(Recorded data)
......

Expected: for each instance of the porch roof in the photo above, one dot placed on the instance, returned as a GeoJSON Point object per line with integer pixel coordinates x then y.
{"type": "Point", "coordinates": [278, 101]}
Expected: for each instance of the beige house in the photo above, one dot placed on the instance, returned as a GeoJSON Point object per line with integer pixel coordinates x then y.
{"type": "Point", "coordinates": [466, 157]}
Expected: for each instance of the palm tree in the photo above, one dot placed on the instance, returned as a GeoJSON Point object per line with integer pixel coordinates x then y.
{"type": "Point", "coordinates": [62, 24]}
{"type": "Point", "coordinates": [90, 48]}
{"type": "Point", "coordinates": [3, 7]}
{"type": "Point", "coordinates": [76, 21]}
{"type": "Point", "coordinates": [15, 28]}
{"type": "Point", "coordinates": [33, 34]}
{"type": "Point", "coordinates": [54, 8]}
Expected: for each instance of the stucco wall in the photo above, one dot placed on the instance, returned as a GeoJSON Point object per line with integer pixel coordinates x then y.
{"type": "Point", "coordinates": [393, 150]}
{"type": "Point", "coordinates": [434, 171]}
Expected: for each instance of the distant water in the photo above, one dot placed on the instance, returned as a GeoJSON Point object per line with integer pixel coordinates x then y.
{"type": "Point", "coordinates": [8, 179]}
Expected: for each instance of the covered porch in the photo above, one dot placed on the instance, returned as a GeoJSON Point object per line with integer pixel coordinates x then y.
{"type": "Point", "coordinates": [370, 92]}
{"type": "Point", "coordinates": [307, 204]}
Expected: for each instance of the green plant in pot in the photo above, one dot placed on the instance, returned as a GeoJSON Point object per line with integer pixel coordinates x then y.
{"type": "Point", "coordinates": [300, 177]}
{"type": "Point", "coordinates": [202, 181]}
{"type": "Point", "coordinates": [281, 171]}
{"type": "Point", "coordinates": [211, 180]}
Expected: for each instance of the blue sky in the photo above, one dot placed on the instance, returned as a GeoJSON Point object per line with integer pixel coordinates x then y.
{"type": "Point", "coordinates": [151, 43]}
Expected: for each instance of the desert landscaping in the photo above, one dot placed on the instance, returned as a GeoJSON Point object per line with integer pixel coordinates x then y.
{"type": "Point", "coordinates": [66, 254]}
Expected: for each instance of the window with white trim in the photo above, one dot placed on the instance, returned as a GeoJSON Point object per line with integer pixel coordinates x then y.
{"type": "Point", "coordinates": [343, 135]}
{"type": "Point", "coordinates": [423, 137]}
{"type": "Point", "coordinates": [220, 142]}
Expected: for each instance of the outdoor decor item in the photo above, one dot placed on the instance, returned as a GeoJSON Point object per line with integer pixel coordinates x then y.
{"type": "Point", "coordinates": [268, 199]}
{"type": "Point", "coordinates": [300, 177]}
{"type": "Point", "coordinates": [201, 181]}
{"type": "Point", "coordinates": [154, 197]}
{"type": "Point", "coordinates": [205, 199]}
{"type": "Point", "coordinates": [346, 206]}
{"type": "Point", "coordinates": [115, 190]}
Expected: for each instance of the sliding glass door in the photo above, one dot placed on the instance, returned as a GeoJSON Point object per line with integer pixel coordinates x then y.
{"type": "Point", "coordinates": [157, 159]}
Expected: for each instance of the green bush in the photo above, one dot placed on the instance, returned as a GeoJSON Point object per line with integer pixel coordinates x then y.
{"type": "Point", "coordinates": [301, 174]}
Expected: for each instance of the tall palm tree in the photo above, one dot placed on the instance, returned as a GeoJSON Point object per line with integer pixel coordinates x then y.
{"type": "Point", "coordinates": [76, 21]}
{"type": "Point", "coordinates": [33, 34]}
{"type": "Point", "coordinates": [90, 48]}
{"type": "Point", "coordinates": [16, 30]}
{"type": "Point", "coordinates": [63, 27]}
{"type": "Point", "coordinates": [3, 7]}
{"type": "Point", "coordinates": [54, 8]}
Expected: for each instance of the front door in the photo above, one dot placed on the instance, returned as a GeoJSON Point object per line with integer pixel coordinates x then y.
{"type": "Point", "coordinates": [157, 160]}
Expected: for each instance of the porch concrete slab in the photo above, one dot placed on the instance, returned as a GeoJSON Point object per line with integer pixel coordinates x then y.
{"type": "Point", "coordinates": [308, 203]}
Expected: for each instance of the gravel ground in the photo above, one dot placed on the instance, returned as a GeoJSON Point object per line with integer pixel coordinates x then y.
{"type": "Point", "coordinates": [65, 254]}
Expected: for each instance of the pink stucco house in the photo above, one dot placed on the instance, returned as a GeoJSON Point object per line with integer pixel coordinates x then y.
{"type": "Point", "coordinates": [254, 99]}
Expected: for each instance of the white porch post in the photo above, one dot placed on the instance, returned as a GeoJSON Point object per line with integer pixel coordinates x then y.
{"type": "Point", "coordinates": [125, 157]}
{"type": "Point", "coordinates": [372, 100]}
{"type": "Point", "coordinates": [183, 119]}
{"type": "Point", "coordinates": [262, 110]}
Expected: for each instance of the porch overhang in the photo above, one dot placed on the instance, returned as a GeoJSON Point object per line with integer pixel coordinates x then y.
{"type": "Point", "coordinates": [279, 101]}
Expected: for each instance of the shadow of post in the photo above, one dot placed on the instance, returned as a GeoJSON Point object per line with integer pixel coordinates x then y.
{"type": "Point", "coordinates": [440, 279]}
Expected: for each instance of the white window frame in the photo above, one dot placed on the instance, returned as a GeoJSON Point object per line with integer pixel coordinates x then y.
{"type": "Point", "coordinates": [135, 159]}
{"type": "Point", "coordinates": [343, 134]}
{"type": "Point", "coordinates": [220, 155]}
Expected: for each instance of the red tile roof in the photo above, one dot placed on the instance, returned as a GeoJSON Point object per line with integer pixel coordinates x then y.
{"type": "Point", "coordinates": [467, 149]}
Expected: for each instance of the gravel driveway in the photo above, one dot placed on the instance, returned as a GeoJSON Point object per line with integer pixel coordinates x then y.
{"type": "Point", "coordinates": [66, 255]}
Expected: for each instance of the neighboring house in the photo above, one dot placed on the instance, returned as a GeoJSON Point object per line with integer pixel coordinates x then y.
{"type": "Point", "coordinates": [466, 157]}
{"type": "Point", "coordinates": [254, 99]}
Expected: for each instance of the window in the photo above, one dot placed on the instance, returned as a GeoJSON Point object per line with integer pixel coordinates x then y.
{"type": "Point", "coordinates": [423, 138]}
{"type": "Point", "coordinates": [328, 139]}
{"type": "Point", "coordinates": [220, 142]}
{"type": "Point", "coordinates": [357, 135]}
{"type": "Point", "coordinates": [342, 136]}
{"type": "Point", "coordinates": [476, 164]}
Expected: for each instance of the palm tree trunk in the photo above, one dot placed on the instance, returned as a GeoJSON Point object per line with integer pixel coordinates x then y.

......

▶ [Your assignment]:
Exactly as written, give the records again.

▶ [Expected answer]:
Expected: for each instance of the porch roof in the photo above, one dot placed on the instance, returned as a GeoJSON Point object per line with integer pixel coordinates x then y.
{"type": "Point", "coordinates": [278, 101]}
Expected: for each instance of the beige house in the photo above, one dot placed on the instance, returned as a GeoJSON Point object per line with integer pixel coordinates x then y.
{"type": "Point", "coordinates": [466, 157]}
Expected: for each instance of the palm tree in the photo above, one dot placed on the instance, returned as a GeoJSON Point object per line with integer pixel coordinates x then y.
{"type": "Point", "coordinates": [62, 24]}
{"type": "Point", "coordinates": [90, 48]}
{"type": "Point", "coordinates": [3, 7]}
{"type": "Point", "coordinates": [76, 21]}
{"type": "Point", "coordinates": [15, 28]}
{"type": "Point", "coordinates": [33, 34]}
{"type": "Point", "coordinates": [54, 8]}
Expected: for each instance of the stucco wall in the photo above, one dot placed on the instance, returned as a GeoJSON Point object per line with integer pixel coordinates x then y.
{"type": "Point", "coordinates": [393, 150]}
{"type": "Point", "coordinates": [434, 171]}
Expected: for each instance of the distant water in the photo above, one dot placed on the instance, returned as a GeoJSON Point object per line with integer pixel coordinates x then y.
{"type": "Point", "coordinates": [8, 179]}
Expected: for each instance of the covered porch in the photo above, one dot placed on the instance, returned as a GeoJSON Point object per line with integer pixel coordinates x then y.
{"type": "Point", "coordinates": [370, 92]}
{"type": "Point", "coordinates": [307, 204]}
Expected: for each instance of the green plant in pot in the photo above, one dot placed on the instance, returned as a GeoJSON Point object per line with integer pixel coordinates x then y.
{"type": "Point", "coordinates": [300, 177]}
{"type": "Point", "coordinates": [202, 181]}
{"type": "Point", "coordinates": [281, 171]}
{"type": "Point", "coordinates": [211, 180]}
Expected: for each instance of the blue sky in the photo above, one dot placed on the instance, returned as a GeoJSON Point object per line with integer pixel coordinates x then y.
{"type": "Point", "coordinates": [151, 43]}
Expected: for each instance of the desert landscaping in the photo above, one dot placed on the instance, returned as a GeoJSON Point object per line with integer pixel coordinates x then y.
{"type": "Point", "coordinates": [66, 254]}
Expected: for each instance of the window with white trim in the photo above, one dot placed on the instance, returned as a GeoJSON Point object per line with integer pixel coordinates x then y.
{"type": "Point", "coordinates": [343, 135]}
{"type": "Point", "coordinates": [423, 137]}
{"type": "Point", "coordinates": [220, 142]}
Expected: for each instance of the outdoor decor item in the photo above, one dot placed on the instance, returned as a GeoJSON Point object per line with integer pixel coordinates x then y.
{"type": "Point", "coordinates": [268, 199]}
{"type": "Point", "coordinates": [300, 177]}
{"type": "Point", "coordinates": [201, 181]}
{"type": "Point", "coordinates": [154, 197]}
{"type": "Point", "coordinates": [205, 199]}
{"type": "Point", "coordinates": [346, 206]}
{"type": "Point", "coordinates": [115, 190]}
Expected: for each instance of the sliding glass door in the photo above, one dot placed on the instance, returned as a GeoJSON Point object per line with integer pixel coordinates x then y.
{"type": "Point", "coordinates": [157, 159]}
Expected: for each instance of the green bush in the photo above, one dot placed on the instance, returned as a GeoJSON Point object per line with integer pixel coordinates x then y.
{"type": "Point", "coordinates": [301, 174]}
Expected: for each instance of the tall palm tree in the photo above, one dot placed on the instance, returned as a GeoJSON Point object per line with integer pixel coordinates x then y.
{"type": "Point", "coordinates": [76, 21]}
{"type": "Point", "coordinates": [33, 34]}
{"type": "Point", "coordinates": [90, 48]}
{"type": "Point", "coordinates": [16, 30]}
{"type": "Point", "coordinates": [63, 27]}
{"type": "Point", "coordinates": [3, 7]}
{"type": "Point", "coordinates": [54, 8]}
Expected: for each instance of the front door in the photo above, one dot placed on the instance, returned as a GeoJSON Point object per line with integer pixel coordinates x then y.
{"type": "Point", "coordinates": [157, 160]}
Expected: for each instance of the porch concrete slab in the photo above, one dot placed on the instance, returned as a GeoJSON Point object per line with integer pixel coordinates x then y.
{"type": "Point", "coordinates": [308, 203]}
Expected: for each instance of the gravel ground in the photo above, one dot placed on the instance, returned as a GeoJSON Point object per line with integer pixel coordinates x then y.
{"type": "Point", "coordinates": [65, 254]}
Expected: for each instance of the pink stucco house in the photo above, one dot placed on the instance, returned as a GeoJSON Point object per line with integer pixel coordinates x then y.
{"type": "Point", "coordinates": [254, 99]}
Expected: for each instance of the white porch post in the photo above, one dot placed on the instance, returned as a GeoJSON Point object per line with integer pixel coordinates x then y.
{"type": "Point", "coordinates": [125, 157]}
{"type": "Point", "coordinates": [372, 100]}
{"type": "Point", "coordinates": [183, 119]}
{"type": "Point", "coordinates": [262, 110]}
Expected: for each instance of the porch overhang in the photo above, one dot placed on the instance, returned as a GeoJSON Point object per line with integer pixel coordinates x then y.
{"type": "Point", "coordinates": [279, 101]}
Expected: for each instance of the shadow of post in the photo above, one dot placed on the instance, returned as a GeoJSON Point object per line with integer pixel coordinates x then y.
{"type": "Point", "coordinates": [440, 279]}
Expected: for each instance of the white window frame in the photo above, one dot placed on the instance, returned as a GeoJSON Point object per line with integer pixel coordinates x then y.
{"type": "Point", "coordinates": [135, 159]}
{"type": "Point", "coordinates": [343, 134]}
{"type": "Point", "coordinates": [220, 155]}
Expected: for each instance of the red tile roof in the photo above, one dot placed on the instance, returned as a GeoJSON Point object per line with integer pixel coordinates x then y.
{"type": "Point", "coordinates": [467, 149]}
Expected: for each instance of the gravel driveway in the photo above, one dot placed on the instance, returned as a GeoJSON Point object per line with integer pixel coordinates x then y.
{"type": "Point", "coordinates": [66, 255]}
Expected: for each instance of the neighboring house in the photo above, one dot placed on the instance, returned as a GeoJSON Point object per line with integer pixel coordinates x then y.
{"type": "Point", "coordinates": [466, 157]}
{"type": "Point", "coordinates": [254, 99]}
Expected: for each instance of the window in the photo above, one dot placed on the instance, returned as a GeoJSON Point object per line with integer pixel coordinates x then y.
{"type": "Point", "coordinates": [423, 138]}
{"type": "Point", "coordinates": [328, 139]}
{"type": "Point", "coordinates": [220, 142]}
{"type": "Point", "coordinates": [357, 135]}
{"type": "Point", "coordinates": [342, 136]}
{"type": "Point", "coordinates": [476, 164]}
Expected: for each instance of the palm tree trunk in the photo above, one dot placed on the instance, returned as a GeoJSON Point object per line with integer pixel coordinates x then y.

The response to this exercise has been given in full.